---------- Selected excerpt ----------

Currently on show at Visions Gallery, Triple Axel is a collection of work produced by Luca Nicholas during his undergrad and postgrad studies at the Auckland University of Technology (AUT). Graduating earlier this year with a Master of Visual Arts, his practice explores the philosophical and aesthetic qualities of printmaking, likening the process of transferring an image from a matrix to a substrate as an intimate, tactile embrace. Encapsulating this idea is a suite of twenty intaglio prints, titled In Bloom (2019), composed from detritus Nicholas had found during his walks to and from the studio. His process involved applying an incredibly delicate layer of soft ground to a steel plate, allowing for the surface to capture every miniscule detail of the object pressed into its surface when passed through the press. The sense of fragility is further heightened by the use of thin, translucent, mulberry paper, which much like the plate, Reveals traces of material sensibility which includes the artist complicity in this organic practice, being highly sensitive to the tiniest crease or buckle. Installed with metal pins, the prints seem to flutter uncertainly, with the warmer charcoal-coloured ink evoking old Victorian photographs, recording and cataloguing new discoveries.
Sentiments of care towards otherwise disused and abandoned fragments at the end of their life, giving them their last, final embrace has driven his most recent series of larger, soft ground etchings. Hyper-ballad (2020), winner of the New Zealand Painting & Printmaking Award, is comprised of several layers of etched objects and abstract mark making in a complex process of addition and subtraction resulting in a beautifully balanced, rhythmic composition full of texture, deep tones and gentle greys. Over the space of about three months, Nicholas etched two to three objects at a time, re-working the plate using an orbital sander to give lightness in some areas and drypoint to create stronger, darker lines in others.
What’s striking about these works is their ability to sit comfortably between printmaking and painting. Nicholas often uses etching and monoprint, marrying the two techniques in a single work, exposing the painterly qualities of both mediums, arguing that a soft ground etching can be just as expressive as any other abstract gesture. In his earlier works, such as Krull and Bad Vegan Pizza (2018), bursts of dynamic brush strokes can be seen alongside more orderly incised lines. Like other works from this time, Nicholas has constructed an intimate space, half real, half imagined, requiring the suspension of disbelief on behalf of the viewer, a technique frequently employed in the theatre. Attending high school in New York, he had the opportunity to peruse his passion for acting and the theatre, getting a position as an assistant props master for a production of Bob Fosse’s 1969 musical Sweet Charity, inspiring the piece But Baby, What Can You Do? (2018). The work references a moment when Shirley McClain’s character, ballroom dancer, Charity, is up on the rooftop expressing optimism about her desired but uncertain path outside of the ballroom. Superimposed onto the studio wall Nicholas inhabits, this scene illuminates his own predicament of being avidly committed to following the path of print but not knowing exactly where it would take him.

----------

◆ **What is being asked**
Please print the part of the exhibition review starting with "Sentiments of care" and going on through "lines in others.", word for word. These entries have nothing to do with the exhibition review.

---------- Provided data ----------

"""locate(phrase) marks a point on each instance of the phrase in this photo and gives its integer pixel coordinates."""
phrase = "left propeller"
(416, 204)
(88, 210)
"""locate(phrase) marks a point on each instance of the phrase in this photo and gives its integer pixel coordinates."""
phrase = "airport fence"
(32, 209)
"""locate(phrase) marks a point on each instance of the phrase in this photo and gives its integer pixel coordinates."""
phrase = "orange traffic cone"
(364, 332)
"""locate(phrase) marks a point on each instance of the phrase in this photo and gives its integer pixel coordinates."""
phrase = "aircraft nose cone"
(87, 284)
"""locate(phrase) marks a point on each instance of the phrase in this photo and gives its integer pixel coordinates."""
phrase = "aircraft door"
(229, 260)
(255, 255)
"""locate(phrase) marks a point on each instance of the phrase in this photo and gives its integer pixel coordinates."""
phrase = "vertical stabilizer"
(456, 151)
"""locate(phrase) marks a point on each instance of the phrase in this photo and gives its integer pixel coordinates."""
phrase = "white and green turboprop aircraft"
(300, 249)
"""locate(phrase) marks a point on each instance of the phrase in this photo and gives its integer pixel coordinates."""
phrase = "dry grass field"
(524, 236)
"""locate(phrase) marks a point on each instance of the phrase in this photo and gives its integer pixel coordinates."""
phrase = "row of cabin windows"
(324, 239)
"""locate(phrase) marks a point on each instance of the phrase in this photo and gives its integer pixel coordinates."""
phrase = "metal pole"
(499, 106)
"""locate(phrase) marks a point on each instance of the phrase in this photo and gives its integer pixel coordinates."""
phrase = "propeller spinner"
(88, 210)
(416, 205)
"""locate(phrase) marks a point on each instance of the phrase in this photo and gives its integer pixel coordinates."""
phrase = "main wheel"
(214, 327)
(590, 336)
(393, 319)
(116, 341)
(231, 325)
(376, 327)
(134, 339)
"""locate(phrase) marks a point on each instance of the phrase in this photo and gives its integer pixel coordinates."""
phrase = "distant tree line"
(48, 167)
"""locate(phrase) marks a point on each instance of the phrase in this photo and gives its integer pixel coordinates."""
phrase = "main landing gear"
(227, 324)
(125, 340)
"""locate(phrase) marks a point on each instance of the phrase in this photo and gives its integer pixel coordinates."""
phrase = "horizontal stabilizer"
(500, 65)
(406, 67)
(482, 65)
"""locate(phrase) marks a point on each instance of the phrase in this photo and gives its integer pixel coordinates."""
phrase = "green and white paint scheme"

----------
---------- Provided data ----------

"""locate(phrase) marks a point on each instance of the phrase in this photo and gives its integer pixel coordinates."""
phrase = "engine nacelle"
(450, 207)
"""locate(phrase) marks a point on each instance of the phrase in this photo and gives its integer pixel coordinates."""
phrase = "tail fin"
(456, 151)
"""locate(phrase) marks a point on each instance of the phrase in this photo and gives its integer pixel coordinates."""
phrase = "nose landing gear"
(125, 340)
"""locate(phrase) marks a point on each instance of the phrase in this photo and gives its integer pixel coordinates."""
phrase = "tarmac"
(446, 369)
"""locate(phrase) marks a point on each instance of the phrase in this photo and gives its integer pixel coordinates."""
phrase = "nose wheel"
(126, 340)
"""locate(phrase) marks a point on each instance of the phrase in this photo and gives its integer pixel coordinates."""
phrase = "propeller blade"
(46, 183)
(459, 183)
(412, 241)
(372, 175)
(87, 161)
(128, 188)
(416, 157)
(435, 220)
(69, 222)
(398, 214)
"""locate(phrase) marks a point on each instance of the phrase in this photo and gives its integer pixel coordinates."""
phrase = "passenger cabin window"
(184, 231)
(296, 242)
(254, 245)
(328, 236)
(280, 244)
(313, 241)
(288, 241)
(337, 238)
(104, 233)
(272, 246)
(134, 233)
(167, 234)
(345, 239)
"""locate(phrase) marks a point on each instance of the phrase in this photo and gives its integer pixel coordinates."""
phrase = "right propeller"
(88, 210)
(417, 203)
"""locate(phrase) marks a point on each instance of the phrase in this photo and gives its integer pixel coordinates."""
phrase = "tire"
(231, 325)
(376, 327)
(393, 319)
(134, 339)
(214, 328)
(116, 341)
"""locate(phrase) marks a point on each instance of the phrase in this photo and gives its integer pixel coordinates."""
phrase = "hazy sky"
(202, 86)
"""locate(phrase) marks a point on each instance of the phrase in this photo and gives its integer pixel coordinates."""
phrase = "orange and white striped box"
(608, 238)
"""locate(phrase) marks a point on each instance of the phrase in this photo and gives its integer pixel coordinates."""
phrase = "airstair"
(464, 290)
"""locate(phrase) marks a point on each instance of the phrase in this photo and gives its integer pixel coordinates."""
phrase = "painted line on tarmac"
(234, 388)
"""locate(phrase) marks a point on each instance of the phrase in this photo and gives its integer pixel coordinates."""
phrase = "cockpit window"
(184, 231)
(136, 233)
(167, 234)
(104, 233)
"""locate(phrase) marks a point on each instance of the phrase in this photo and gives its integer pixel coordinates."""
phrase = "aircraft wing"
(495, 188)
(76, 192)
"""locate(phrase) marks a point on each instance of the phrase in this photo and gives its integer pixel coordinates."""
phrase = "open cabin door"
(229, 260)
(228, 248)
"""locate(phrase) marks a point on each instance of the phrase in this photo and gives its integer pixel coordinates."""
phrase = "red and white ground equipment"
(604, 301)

----------
---------- Provided data ----------

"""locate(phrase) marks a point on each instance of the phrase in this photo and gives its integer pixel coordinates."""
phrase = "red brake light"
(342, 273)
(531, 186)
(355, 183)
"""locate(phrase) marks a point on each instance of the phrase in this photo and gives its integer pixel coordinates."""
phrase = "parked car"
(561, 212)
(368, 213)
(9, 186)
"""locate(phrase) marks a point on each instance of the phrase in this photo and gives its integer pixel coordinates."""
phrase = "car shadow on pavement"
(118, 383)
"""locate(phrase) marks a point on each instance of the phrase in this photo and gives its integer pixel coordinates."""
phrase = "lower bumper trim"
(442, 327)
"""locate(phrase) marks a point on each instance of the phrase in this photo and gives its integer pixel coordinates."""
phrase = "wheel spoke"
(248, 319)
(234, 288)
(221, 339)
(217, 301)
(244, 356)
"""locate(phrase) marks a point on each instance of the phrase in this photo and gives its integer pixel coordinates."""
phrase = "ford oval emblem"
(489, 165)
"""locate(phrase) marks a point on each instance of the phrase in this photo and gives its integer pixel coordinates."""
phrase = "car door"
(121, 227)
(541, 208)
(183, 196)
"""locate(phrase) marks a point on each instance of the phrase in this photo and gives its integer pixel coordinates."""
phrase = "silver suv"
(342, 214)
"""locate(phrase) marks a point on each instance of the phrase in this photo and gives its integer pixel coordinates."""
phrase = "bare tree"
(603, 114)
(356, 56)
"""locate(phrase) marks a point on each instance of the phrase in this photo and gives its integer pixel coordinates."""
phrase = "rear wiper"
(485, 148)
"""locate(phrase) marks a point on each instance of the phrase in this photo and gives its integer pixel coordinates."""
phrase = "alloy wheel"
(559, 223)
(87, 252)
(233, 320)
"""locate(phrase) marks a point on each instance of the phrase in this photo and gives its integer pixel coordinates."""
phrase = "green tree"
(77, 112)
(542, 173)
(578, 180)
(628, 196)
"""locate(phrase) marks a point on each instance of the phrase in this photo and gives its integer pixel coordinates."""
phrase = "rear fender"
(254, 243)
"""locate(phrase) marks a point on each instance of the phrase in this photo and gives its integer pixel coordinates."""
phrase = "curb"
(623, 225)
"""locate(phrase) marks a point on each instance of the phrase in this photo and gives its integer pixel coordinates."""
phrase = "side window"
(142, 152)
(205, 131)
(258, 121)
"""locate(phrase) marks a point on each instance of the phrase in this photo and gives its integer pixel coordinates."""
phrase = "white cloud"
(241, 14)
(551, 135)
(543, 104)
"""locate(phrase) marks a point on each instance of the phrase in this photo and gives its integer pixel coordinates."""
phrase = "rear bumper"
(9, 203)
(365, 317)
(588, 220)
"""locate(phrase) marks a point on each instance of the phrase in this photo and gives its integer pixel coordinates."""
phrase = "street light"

----------

◆ **Complete answer**
Sentiments of care towards otherwise disused and abandoned fragments at the end of their life, giving them their last, final embrace has driven his most recent series of larger, soft ground etchings. Hyper-ballad (2020), winner of the New Zealand Painting & Printmaking Award, is comprised of several layers of etched objects and abstract mark making in a complex process of addition and subtraction resulting in a beautifully balanced, rhythmic composition full of texture, deep tones and gentle greys. Over the space of about three months, Nicholas etched two to three objects at a time, re-working the plate using an orbital sander to give lightness in some areas and drypoint to create stronger, darker lines in others.